The FBI is trying to determine if financial institutions funded a revenge strike on a cybercrime group in Iran, according to Bloomberg.
- Spotlight on JP Morgan
- Fear of the unknown
- Bloomberg’s sources & their message
- The question of the hack-back
- Counterattack is not a fix.
Spotlight on JP Morgan
The Federal Bureau of Investigation is currently trying to determine if any American banks organized or financially supported the breach of an Iranian hacking coalition that experts think was responsible for a 2013 hack wave against US financial firms. The news on this FBI case broke right at the end of December, first via the Bloomberg news service and subsequently by Damon Poeter in PC Magazine.
Bloomberg, which printed the story based on anonymous tips, did not list the names of individual banks but did provide a somewhat glaring hint, mentioning that JP Morgan leadership “advocated such a move in a closed meeting in February 2013.”
In response to claims, the financial giant has said that “no action was ever taken.”
Bloomberg argued that for-profit enterprises, increasingly targeted by data thieves, have started to ignore legal web restrictions in order to get access to the attackers’ systems and grab their information — although assumedly it is backed up in secondary locations — possibly also derailing the hackers.
Fear of the unknown
The possibility of being devastated with a humiliating and expensive hack, as occurred to Sony Pictures, is making security executives at Fortune 500 companies jumpy. Some organizations are irritated that the public sector isn’t stepping in to defend their data from theft.
Feeling that they have no other choice, enterprises are considering more “Wild West” tactics that step beyond protection into the realm of the counterattack.
Some firms are hiring computer security companies to help them develop strategies to render the hackers’ machines dysfunctional or to snoop within overseas servers to determine the extent of data and trade secrets taken by criminal syndicates.
These acts of revenge by corporations that have been infiltrated by outside groups are possibly already occurring, said Republican Congressman Michael McCaul of Texas, chairman of the Homeland Security Committee. These firms may be attacking hacker networks “without getting permission” from federal authorities, Rep. McCaul said.

- DATASET EXTRACT
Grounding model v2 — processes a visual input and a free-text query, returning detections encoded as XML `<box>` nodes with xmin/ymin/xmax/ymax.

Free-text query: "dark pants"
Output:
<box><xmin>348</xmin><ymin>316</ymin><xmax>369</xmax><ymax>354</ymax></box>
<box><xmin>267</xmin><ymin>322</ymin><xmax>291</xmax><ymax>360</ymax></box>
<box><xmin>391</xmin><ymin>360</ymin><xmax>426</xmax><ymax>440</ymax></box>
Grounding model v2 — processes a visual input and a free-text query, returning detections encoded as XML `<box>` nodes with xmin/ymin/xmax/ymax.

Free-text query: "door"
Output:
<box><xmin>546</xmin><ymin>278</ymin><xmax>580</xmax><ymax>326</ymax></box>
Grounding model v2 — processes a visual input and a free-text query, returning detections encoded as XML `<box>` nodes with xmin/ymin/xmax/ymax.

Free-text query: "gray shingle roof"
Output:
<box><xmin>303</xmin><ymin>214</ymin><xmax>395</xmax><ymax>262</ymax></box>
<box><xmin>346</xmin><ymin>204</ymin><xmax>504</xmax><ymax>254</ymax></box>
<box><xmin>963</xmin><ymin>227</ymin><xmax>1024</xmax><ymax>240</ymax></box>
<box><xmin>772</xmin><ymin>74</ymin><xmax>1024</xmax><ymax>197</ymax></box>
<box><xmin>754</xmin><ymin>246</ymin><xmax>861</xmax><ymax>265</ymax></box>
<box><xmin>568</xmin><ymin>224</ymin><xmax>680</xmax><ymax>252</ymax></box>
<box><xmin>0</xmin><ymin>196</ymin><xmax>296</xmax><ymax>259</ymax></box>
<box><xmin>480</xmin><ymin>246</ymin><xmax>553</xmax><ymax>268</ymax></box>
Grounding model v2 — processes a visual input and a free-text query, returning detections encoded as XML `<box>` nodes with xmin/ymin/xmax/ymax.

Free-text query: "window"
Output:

- WORK INSTRUCTIONS
**1)** Rewrite the paragraph of the FBI article that begins "The Federal Bureau of Investigation is currently trying" in briefer form, keeping its main facts.
**2)** Reproduce every line of the records above, requests included, but multiply each bounding-box coordinate in the answers by 2, rounding to whole numbers with halves rounded up.

- RESULTS BY TASK
**1)** The FBI is investigating whether any US banks organized or funded a breach of an Iranian hacking coalition that experts blame for a 2013 wave of hacks against US financial firms. Bloomberg first reported the case at the end of December, and Damon Poeter followed in PC Magazine.

**2)**
Grounding model v2 — processes a visual input and a free-text query, returning detections encoded as XML `<box>` nodes with xmin/ymin/xmax/ymax.

Free-text query: "dark pants"
Output:
<box><xmin>696</xmin><ymin>632</ymin><xmax>738</xmax><ymax>708</ymax></box>
<box><xmin>534</xmin><ymin>644</ymin><xmax>582</xmax><ymax>720</ymax></box>
<box><xmin>782</xmin><ymin>720</ymin><xmax>852</xmax><ymax>880</ymax></box>
Grounding model v2 — processes a visual input and a free-text query, returning detections encoded as XML `<box>` nodes with xmin/ymin/xmax/ymax.

Free-text query: "door"
Output:
<box><xmin>1092</xmin><ymin>556</ymin><xmax>1160</xmax><ymax>652</ymax></box>
Grounding model v2 — processes a visual input and a free-text query, returning detections encoded as XML `<box>` nodes with xmin/ymin/xmax/ymax.

Free-text query: "gray shingle roof"
Output:
<box><xmin>606</xmin><ymin>428</ymin><xmax>790</xmax><ymax>524</ymax></box>
<box><xmin>692</xmin><ymin>408</ymin><xmax>1008</xmax><ymax>508</ymax></box>
<box><xmin>1926</xmin><ymin>454</ymin><xmax>2048</xmax><ymax>480</ymax></box>
<box><xmin>1544</xmin><ymin>148</ymin><xmax>2048</xmax><ymax>394</ymax></box>
<box><xmin>1508</xmin><ymin>492</ymin><xmax>1722</xmax><ymax>530</ymax></box>
<box><xmin>1136</xmin><ymin>448</ymin><xmax>1360</xmax><ymax>504</ymax></box>
<box><xmin>0</xmin><ymin>392</ymin><xmax>592</xmax><ymax>518</ymax></box>
<box><xmin>960</xmin><ymin>492</ymin><xmax>1106</xmax><ymax>536</ymax></box>
Grounding model v2 — processes a visual input and a free-text query, returning detections encoded as XML `<box>` nodes with xmin/ymin/xmax/ymax.

Free-text query: "window"
Output:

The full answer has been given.